Work to do: Print every line of the records below without changing anything.

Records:
# # # # #
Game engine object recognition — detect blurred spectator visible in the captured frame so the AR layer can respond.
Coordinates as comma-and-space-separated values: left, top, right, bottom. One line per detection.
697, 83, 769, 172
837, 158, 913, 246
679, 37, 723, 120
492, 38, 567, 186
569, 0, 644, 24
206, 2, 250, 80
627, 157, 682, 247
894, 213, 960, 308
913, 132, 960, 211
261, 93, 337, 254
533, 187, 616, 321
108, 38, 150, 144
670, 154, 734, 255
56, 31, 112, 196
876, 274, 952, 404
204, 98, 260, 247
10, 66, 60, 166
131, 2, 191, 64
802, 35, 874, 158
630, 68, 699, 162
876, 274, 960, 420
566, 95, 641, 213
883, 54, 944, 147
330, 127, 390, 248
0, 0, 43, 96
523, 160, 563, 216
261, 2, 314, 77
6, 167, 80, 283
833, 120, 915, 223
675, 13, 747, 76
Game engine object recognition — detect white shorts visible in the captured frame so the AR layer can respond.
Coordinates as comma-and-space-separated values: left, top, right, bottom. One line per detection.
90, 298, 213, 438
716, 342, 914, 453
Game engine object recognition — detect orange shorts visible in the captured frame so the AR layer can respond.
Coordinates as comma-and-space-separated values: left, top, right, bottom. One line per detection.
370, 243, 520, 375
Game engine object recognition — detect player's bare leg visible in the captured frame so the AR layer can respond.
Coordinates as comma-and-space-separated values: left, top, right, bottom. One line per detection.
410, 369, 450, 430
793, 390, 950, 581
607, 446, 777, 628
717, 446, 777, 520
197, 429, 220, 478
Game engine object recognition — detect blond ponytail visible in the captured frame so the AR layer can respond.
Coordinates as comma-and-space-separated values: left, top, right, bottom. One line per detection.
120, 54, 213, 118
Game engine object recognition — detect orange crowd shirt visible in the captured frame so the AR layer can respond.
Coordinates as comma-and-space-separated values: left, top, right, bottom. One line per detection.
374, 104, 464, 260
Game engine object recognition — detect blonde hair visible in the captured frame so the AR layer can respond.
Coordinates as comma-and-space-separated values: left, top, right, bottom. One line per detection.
# # # # #
Answer:
Game engine object recognition — detect blurred spectator visible in the captured frame so the AR layer can respond.
Coordinates as comma-and-space-separated values: left, top, right, bottom. One line per detection.
697, 83, 769, 172
837, 158, 913, 246
679, 37, 723, 120
492, 38, 567, 186
569, 0, 644, 24
206, 2, 250, 80
627, 157, 682, 247
894, 213, 960, 308
913, 132, 960, 211
261, 93, 337, 254
533, 187, 616, 321
108, 38, 150, 144
670, 154, 734, 255
56, 31, 112, 196
876, 274, 952, 404
204, 98, 260, 247
10, 66, 60, 166
131, 2, 191, 64
802, 35, 874, 158
630, 68, 699, 162
876, 274, 960, 420
566, 95, 641, 213
883, 54, 944, 147
330, 127, 390, 248
0, 0, 43, 96
523, 160, 563, 216
261, 2, 314, 77
6, 167, 80, 283
833, 120, 915, 223
675, 13, 747, 76
Game engine object recognition — detect white shorts visible in the captured frame so the AR layer can respond.
Coordinates as comma-and-space-separated values: left, top, right, bottom. One line per detection.
90, 298, 213, 438
716, 342, 914, 453
Game engine object recognition — detect orange shorts visible in the captured frame so the AR layer can respond.
Coordinates as comma-and-space-separated values: left, top, right, bottom. One line per detection.
370, 243, 520, 375
Game engine object recognition — detect player's bare leg visible in the captured frame so the AR layer can respond.
Coordinates as comma-and-space-separated values: left, top, right, bottom. One line per detection.
410, 369, 450, 430
793, 390, 950, 581
607, 446, 777, 628
717, 446, 777, 520
197, 429, 220, 478
Game engine object recognition — detect blond ponytail visible in the captured frame so the AR layer can respond.
Coordinates as comma-and-space-separated values: left, top, right, bottom. One line per detection.
120, 54, 213, 118
Game engine object recognition — detect orange crowd shirt visible in the captured frame so the AR layer can respond.
Coordinates as comma-and-space-separated values: left, top, right, bottom. One line per detection.
374, 104, 464, 260
Game engine object recognition — detect blonde hair visible in the captured frame so the AR layer can respond.
Coordinates as comma-and-space-separated values: left, top, right, bottom. One line per detection.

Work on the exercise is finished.